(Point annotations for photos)
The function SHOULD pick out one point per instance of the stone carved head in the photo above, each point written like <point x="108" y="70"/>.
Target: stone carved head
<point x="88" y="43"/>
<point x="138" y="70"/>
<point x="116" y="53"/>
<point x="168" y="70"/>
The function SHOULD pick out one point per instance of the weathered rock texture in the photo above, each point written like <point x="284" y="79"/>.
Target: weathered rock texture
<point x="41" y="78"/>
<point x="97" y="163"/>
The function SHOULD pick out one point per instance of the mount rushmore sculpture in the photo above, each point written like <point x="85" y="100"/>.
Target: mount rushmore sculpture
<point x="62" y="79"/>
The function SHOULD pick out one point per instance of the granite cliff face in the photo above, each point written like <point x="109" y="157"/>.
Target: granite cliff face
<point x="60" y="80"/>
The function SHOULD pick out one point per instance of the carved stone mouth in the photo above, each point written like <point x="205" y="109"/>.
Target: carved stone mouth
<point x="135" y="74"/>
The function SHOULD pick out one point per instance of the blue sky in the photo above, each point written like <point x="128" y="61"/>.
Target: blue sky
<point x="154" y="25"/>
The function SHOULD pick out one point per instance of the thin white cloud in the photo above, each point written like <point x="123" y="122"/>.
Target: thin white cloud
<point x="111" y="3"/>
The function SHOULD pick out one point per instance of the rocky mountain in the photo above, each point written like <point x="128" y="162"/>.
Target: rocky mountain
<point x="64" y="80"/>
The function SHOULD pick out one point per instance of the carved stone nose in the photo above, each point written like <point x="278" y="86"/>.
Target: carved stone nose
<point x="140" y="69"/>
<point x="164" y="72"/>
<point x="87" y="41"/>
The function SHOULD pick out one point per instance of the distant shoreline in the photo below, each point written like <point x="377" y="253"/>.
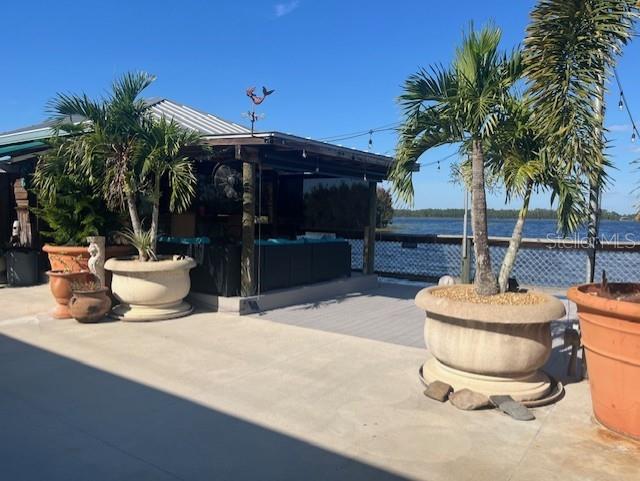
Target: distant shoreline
<point x="542" y="214"/>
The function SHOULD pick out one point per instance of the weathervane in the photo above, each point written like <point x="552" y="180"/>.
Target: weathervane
<point x="256" y="100"/>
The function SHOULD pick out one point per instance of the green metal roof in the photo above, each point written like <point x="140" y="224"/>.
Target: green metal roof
<point x="19" y="148"/>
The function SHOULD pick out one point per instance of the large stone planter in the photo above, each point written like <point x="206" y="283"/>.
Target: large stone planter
<point x="150" y="291"/>
<point x="611" y="336"/>
<point x="488" y="348"/>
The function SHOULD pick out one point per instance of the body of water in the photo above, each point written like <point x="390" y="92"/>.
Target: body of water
<point x="610" y="230"/>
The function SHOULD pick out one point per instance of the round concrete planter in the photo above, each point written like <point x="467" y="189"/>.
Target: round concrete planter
<point x="150" y="291"/>
<point x="611" y="335"/>
<point x="488" y="348"/>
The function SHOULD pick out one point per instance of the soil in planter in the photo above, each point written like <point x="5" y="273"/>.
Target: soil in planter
<point x="467" y="293"/>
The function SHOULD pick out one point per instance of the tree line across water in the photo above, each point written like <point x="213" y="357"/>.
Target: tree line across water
<point x="499" y="214"/>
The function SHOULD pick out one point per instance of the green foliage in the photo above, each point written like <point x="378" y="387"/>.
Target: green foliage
<point x="452" y="105"/>
<point x="141" y="241"/>
<point x="68" y="201"/>
<point x="570" y="49"/>
<point x="384" y="208"/>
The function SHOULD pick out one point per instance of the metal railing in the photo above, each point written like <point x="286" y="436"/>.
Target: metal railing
<point x="540" y="262"/>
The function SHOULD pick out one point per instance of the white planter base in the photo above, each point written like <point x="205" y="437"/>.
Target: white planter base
<point x="128" y="312"/>
<point x="529" y="387"/>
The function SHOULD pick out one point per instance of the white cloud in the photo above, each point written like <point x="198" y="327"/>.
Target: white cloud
<point x="619" y="128"/>
<point x="282" y="9"/>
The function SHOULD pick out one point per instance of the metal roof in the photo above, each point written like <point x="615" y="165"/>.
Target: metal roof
<point x="188" y="117"/>
<point x="193" y="119"/>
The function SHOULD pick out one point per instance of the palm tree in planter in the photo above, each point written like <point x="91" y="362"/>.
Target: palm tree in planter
<point x="481" y="340"/>
<point x="134" y="155"/>
<point x="517" y="155"/>
<point x="571" y="48"/>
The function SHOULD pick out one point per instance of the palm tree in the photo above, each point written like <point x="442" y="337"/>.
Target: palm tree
<point x="165" y="142"/>
<point x="462" y="103"/>
<point x="517" y="155"/>
<point x="119" y="145"/>
<point x="570" y="49"/>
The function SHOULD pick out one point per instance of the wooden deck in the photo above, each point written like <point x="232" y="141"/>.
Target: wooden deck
<point x="385" y="314"/>
<point x="388" y="314"/>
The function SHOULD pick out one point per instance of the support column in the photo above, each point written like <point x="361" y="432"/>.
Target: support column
<point x="369" y="246"/>
<point x="247" y="270"/>
<point x="22" y="211"/>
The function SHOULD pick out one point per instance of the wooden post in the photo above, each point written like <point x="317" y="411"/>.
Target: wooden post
<point x="22" y="211"/>
<point x="247" y="271"/>
<point x="369" y="246"/>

◆ TASK PROMPT
Reproduce each line exactly as it appears, omitting the pictures.

◆ EXERCISE RESPONSE
The function SHOULD pick out one point per instance of the stone carved head in the photo above, each point written like <point x="108" y="70"/>.
Target: stone carved head
<point x="88" y="43"/>
<point x="138" y="70"/>
<point x="116" y="53"/>
<point x="168" y="70"/>
The function SHOULD pick out one point per instance of the weathered rock texture in the photo above, each point written like <point x="284" y="79"/>.
Target: weathered rock texture
<point x="41" y="78"/>
<point x="97" y="163"/>
The function SHOULD pick out one point per instance of the mount rushmore sculpture in the photo above, each point written like <point x="85" y="100"/>.
Target: mount rushmore sculpture
<point x="62" y="79"/>
The function SHOULD pick out one point per instance of the granite cliff face in the photo above, each point written like <point x="109" y="157"/>.
Target: granite cliff face
<point x="60" y="80"/>
The function SHOULD pick out one point per instance of the carved stone mouth in the photo above, each point written like <point x="205" y="109"/>.
Target: carved stone mouth
<point x="135" y="74"/>
The function SHOULD pick out one point per instance of the blue sky in the photo above, each point written like <point x="128" y="61"/>.
Target: blue sky
<point x="154" y="25"/>
The function SHOULD pick out one point per instance of the thin white cloud in the photo above, each point written like <point x="123" y="122"/>.
Target: thin white cloud
<point x="111" y="3"/>
The function SHOULD pick out one point per instance of the rocky mountain in the photo above, each point written like <point x="128" y="162"/>.
Target: rocky mountain
<point x="64" y="80"/>
The function SHOULD pick out one point per instance of the carved stone nose in the photo above, each point written like <point x="278" y="86"/>.
Target: carved stone nose
<point x="140" y="69"/>
<point x="164" y="72"/>
<point x="87" y="41"/>
The function SHOULD pick out one point per instance of the distant shoreline in the photo below, each point written like <point x="377" y="253"/>.
Target: distant shoreline
<point x="542" y="214"/>
The function SHOULD pick out one point per instance of the weathervane in the photo above, each point written like <point x="552" y="180"/>.
Target: weathervane
<point x="256" y="100"/>
The function SHOULD pick out one point per instance of the green metal roof in the photo above, each point written like <point x="140" y="224"/>.
Target: green metal roof
<point x="19" y="148"/>
The function SHOULD pick out one point per instance of the large stone planter in the photo above, each point written like <point x="206" y="283"/>.
Target: large stone planter
<point x="150" y="291"/>
<point x="611" y="336"/>
<point x="488" y="348"/>
The function SHOULD pick out one point per instance of the body of water in the photo above, each point written like <point x="390" y="92"/>.
Target: body of water
<point x="610" y="230"/>
The function SHOULD pick out one point per instance of the round concrete planter in the photo above, each point written like <point x="467" y="189"/>.
Target: round concrete planter
<point x="150" y="291"/>
<point x="611" y="335"/>
<point x="488" y="348"/>
The function SHOULD pick out one point per instance of the soil in planter in the photo above, each point written like <point x="5" y="273"/>.
Target: soil in planter
<point x="467" y="293"/>
The function SHOULD pick out one point per instance of the tree line across water in the photo above, each point written like <point x="213" y="357"/>.
Target: tree line across water
<point x="499" y="214"/>
The function SHOULD pick out one point per instance of the green foliage in the photo above, each point written like <point x="378" y="387"/>.
Target: green foliage
<point x="452" y="105"/>
<point x="141" y="241"/>
<point x="68" y="201"/>
<point x="570" y="49"/>
<point x="384" y="208"/>
The function SHOULD pick out one point per instance of the metal railing in the photo above, each point written like <point x="286" y="436"/>.
Target: metal railing
<point x="540" y="262"/>
The function SHOULD pick out one point per instance of the white planter base in the photo above, each point written like <point x="205" y="437"/>.
Target: white planter base
<point x="128" y="312"/>
<point x="529" y="387"/>
The function SHOULD pick out one point per instance of the white cloud in the photo above, each point written like <point x="198" y="327"/>.
Target: white cloud
<point x="619" y="128"/>
<point x="282" y="9"/>
The function SHOULD pick out one point per instance of the metal roof in the photo above, each point written like <point x="615" y="165"/>.
Target: metal roof
<point x="188" y="117"/>
<point x="193" y="119"/>
The function SHOULD pick out one point per instance of the palm tree in planter in the photo above, each point written like <point x="91" y="362"/>.
Target: palm tree in planter
<point x="481" y="340"/>
<point x="134" y="155"/>
<point x="517" y="155"/>
<point x="571" y="48"/>
The function SHOULD pick out one point per instance of the palm tree in the photo above, each point written like <point x="442" y="337"/>.
Target: palm tree
<point x="165" y="142"/>
<point x="462" y="103"/>
<point x="517" y="155"/>
<point x="119" y="145"/>
<point x="570" y="49"/>
The function SHOULD pick out one point per instance of the wooden deck in the photo above, each point written like <point x="232" y="141"/>.
Target: wooden deck
<point x="385" y="314"/>
<point x="388" y="314"/>
The function SHOULD pick out one point per instance of the support column in the photo above, each point written like <point x="361" y="432"/>.
Target: support column
<point x="369" y="246"/>
<point x="247" y="270"/>
<point x="22" y="211"/>
The function SHOULD pick out one point per instance of the wooden post in the photo above, each point written like <point x="317" y="411"/>.
Target: wooden post
<point x="22" y="211"/>
<point x="247" y="271"/>
<point x="369" y="246"/>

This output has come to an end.